EXHIBIT 10.50
COLLATERAL SECURITY AGREEMENT
(PROMISSORY NOTES PLEDGE)
WHEREAS, CAPITOL DEVELOPMENT OF ARKANSAS, INC., an Arkansas
corporation, and CAPITOL COMMUNITIES CORPORATION, a Nevada corporation
(hereinafter referred to as the "Pledgor") has borrowed or has agreed to borrow
from BOCA FIRST CAPITOL, LLLP, A FLORIDA LIMITED LIABILITY LIMITED partnership
(hereinafter referred to as "Pledgee") the principal sum of FOUR MILLION AND
NO/100THS DOLLARS ($4,000,000.00); and
WHEREAS, Pledgor is the owner and holder of two promissory notes
executed by West Maumelle Limited Partnership (collectively the "Maumelle
Notes"), an Arkansas limited liability company on March 26, 2002, payable as
follows: Promissory Note 1 has a face value of $1,070,000.00 with an interest
rate of 6.25% per annum, with the entire unpaid principal and all accrued
interest due in full September 22, 2002. Promissory Note 1 was modified on
September 22, 2002, to extend the maturity date to October 31, 2002 for an
extension fee of $10,000.00.
Promissory Note 2 has a face value of $1,000,000.00 with an interest
rate of 6.25% per annum, with the entire unpaid principal and all accrued
interest due in full March 26, 2005.

**Record set**
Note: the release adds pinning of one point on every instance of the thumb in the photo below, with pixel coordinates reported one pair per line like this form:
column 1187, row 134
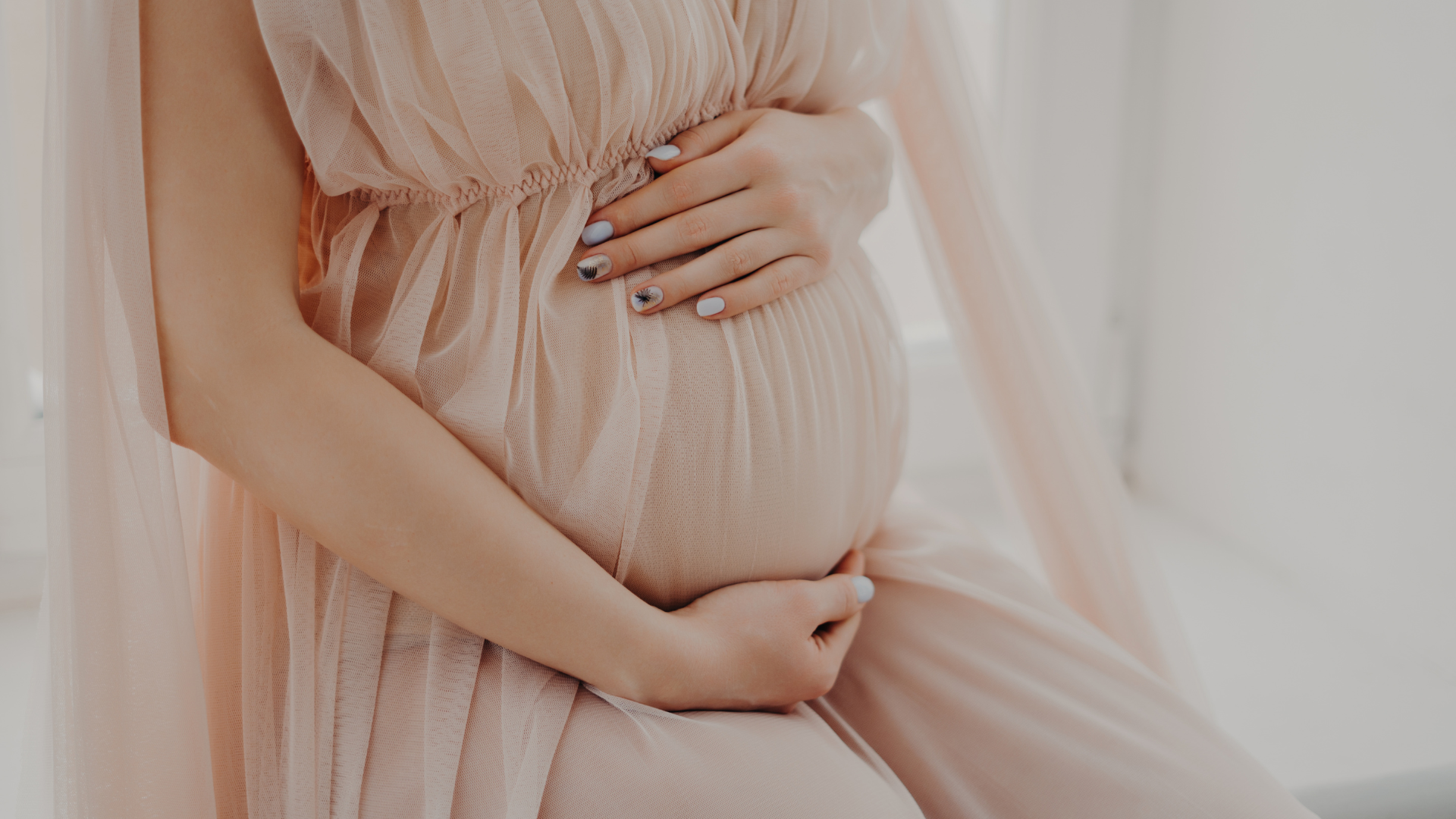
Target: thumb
column 840, row 596
column 702, row 140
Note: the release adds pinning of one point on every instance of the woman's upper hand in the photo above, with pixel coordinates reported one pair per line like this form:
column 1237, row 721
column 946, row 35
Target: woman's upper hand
column 781, row 194
column 761, row 646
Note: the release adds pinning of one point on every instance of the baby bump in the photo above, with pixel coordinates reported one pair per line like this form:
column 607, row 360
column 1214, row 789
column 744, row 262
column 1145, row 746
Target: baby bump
column 686, row 453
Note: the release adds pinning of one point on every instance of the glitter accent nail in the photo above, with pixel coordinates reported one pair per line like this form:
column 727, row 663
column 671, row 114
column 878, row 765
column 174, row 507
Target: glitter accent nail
column 593, row 267
column 647, row 297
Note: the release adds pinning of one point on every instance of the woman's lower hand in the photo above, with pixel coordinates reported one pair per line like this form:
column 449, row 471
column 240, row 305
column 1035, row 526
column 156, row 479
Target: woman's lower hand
column 781, row 194
column 761, row 646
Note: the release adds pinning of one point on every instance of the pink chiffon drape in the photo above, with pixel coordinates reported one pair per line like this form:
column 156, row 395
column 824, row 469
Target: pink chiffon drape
column 206, row 657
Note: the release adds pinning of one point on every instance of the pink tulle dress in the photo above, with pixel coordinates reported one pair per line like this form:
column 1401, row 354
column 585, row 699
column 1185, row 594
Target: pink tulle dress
column 456, row 150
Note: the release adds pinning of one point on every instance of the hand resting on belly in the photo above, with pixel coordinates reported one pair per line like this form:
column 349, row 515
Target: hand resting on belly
column 781, row 194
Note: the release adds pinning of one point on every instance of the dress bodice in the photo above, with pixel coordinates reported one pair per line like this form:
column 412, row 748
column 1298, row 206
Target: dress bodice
column 462, row 99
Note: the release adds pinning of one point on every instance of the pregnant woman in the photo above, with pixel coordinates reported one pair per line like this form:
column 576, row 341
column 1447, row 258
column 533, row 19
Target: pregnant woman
column 551, row 444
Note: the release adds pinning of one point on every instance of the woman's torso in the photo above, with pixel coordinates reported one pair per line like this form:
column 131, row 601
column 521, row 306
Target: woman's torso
column 456, row 155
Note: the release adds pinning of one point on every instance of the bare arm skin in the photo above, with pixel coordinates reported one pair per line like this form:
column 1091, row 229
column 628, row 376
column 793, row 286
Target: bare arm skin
column 335, row 449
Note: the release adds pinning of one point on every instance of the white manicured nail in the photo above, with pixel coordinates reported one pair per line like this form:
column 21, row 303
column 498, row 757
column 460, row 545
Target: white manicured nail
column 647, row 297
column 598, row 232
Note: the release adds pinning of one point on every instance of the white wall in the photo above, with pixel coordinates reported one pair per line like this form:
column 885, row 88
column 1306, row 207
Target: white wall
column 1299, row 366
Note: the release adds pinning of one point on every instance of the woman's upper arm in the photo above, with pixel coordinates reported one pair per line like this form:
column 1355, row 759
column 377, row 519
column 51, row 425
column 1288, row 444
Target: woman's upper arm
column 224, row 178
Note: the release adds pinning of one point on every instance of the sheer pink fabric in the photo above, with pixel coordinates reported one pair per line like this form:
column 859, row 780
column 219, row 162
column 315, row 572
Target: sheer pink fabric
column 456, row 150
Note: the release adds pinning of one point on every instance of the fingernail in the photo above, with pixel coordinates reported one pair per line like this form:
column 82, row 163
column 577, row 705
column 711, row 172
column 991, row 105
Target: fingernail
column 647, row 297
column 598, row 232
column 592, row 267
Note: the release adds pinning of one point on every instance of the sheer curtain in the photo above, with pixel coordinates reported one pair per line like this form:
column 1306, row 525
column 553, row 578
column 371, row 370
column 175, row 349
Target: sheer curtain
column 120, row 725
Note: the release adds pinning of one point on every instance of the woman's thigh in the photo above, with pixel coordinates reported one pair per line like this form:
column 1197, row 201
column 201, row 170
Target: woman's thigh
column 990, row 698
column 623, row 760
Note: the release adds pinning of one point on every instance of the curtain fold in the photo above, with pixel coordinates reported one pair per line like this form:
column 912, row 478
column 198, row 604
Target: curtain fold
column 1040, row 425
column 118, row 723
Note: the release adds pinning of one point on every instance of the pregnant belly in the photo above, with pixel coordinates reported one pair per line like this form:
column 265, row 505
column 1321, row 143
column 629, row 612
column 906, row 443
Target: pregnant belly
column 685, row 453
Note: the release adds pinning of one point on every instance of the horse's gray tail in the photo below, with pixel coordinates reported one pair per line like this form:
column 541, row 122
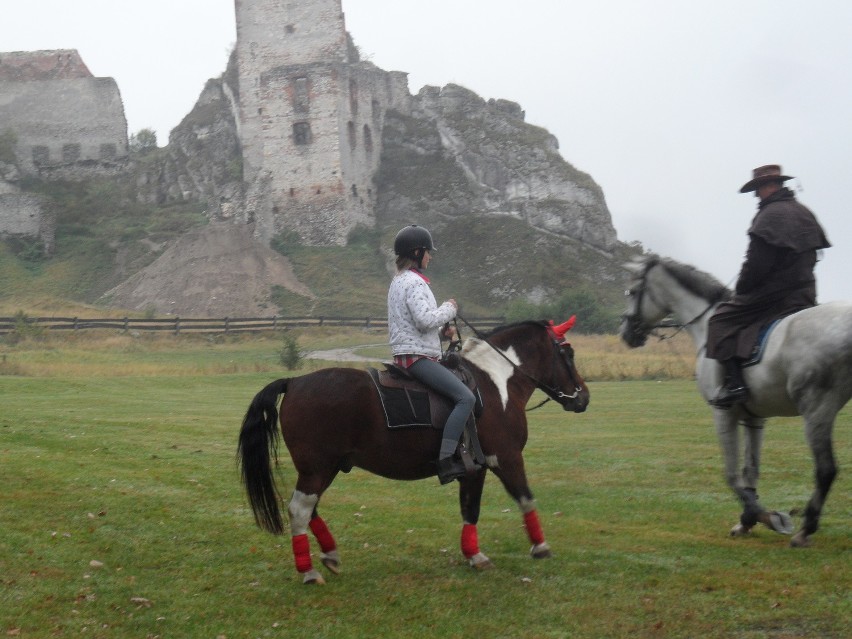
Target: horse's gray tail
column 257, row 455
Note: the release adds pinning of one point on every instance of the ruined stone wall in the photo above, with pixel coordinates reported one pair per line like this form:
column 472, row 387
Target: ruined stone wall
column 26, row 215
column 67, row 123
column 310, row 119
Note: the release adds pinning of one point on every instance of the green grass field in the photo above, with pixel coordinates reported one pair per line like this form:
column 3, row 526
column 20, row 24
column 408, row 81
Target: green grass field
column 122, row 515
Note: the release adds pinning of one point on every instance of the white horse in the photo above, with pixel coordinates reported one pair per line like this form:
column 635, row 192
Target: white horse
column 805, row 369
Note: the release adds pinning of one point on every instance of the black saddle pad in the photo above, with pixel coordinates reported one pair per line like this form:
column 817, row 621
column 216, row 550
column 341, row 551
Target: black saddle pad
column 760, row 347
column 407, row 403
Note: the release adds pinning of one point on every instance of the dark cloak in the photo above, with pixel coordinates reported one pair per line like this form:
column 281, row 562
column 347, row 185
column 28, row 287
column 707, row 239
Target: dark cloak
column 776, row 279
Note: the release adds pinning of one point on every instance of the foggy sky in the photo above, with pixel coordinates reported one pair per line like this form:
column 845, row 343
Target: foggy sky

**Required work**
Transcribe the collateral security agreement from "Promissory Note 2" to "March 26, 2005.". The items come from a separate source, not from the collateral security agreement.

**Solution below**
Promissory Note 2 has a face value of $1,000,000.00 with an interest
rate of 6.25% per annum, with the entire unpaid principal and all accrued
interest due in full March 26, 2005.